--- Activity ---
Repeat exactly, and only, the lines below starting at the line that contains "82L205 85L227 82V77L204" and ending at the line that contains "negative clicks: (223, 81) (218, 62)", inclusive of both.

--- Records shown ---
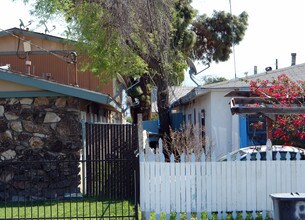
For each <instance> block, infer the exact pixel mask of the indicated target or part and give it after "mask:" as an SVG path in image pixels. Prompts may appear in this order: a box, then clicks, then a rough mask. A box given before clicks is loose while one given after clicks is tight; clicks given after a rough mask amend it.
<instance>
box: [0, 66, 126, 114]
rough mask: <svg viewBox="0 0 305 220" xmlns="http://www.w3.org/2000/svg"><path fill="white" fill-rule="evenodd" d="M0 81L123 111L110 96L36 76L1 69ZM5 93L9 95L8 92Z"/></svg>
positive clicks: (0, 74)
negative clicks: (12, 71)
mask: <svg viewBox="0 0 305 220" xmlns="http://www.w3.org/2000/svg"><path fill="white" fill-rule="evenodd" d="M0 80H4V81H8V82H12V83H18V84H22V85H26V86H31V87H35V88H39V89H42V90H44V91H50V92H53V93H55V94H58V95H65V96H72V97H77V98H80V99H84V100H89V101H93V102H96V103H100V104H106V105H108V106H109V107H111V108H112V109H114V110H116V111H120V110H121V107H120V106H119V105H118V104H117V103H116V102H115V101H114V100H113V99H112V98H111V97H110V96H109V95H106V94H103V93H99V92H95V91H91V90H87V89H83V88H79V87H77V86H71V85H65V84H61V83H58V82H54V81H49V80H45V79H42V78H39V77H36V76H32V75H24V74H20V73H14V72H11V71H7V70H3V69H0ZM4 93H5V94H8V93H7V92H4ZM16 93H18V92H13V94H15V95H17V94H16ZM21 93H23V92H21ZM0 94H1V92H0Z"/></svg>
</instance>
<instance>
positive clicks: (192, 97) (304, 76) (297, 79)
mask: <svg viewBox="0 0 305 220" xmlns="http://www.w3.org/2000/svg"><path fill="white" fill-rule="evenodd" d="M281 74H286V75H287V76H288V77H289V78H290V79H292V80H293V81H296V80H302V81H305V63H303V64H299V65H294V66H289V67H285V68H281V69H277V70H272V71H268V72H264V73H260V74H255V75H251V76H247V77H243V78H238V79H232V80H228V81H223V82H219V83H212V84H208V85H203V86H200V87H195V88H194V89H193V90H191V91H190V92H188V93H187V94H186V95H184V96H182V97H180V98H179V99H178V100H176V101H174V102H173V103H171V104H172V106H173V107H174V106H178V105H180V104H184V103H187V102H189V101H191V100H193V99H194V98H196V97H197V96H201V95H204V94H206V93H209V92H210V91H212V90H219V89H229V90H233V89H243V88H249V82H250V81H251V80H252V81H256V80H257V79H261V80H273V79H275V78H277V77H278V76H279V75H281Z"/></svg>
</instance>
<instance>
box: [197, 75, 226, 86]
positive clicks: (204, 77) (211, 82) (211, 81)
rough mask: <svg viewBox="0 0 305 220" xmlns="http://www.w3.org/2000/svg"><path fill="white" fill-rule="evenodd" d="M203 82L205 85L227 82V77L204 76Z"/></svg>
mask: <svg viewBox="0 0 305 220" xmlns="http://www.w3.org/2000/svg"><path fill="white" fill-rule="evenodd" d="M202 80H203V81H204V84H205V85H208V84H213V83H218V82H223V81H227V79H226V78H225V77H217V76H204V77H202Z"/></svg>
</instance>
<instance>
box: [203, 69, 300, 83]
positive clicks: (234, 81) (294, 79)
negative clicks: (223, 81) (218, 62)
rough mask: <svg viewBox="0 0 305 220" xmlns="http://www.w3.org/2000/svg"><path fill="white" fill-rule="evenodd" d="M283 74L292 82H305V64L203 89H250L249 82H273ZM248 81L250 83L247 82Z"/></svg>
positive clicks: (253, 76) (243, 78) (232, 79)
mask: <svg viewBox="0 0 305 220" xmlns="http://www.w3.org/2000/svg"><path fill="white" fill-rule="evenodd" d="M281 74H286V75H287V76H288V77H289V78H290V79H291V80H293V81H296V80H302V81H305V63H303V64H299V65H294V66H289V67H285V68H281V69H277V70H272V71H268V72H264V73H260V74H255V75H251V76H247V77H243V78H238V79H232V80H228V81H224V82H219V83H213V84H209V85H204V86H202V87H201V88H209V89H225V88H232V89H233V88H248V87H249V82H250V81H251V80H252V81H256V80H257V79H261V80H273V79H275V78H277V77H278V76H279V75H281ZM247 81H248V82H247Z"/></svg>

--- Response to this exercise ---
rough mask: <svg viewBox="0 0 305 220" xmlns="http://www.w3.org/2000/svg"><path fill="white" fill-rule="evenodd" d="M203 82L205 85L227 82V77L204 76Z"/></svg>
mask: <svg viewBox="0 0 305 220" xmlns="http://www.w3.org/2000/svg"><path fill="white" fill-rule="evenodd" d="M202 80H203V81H204V84H205V85H208V84H213V83H218V82H223V81H227V79H226V78H225V77H217V76H204V77H202Z"/></svg>
</instance>
<instance>
box: [203, 69, 300, 83]
positive clicks: (234, 81) (294, 79)
negative clicks: (223, 81) (218, 62)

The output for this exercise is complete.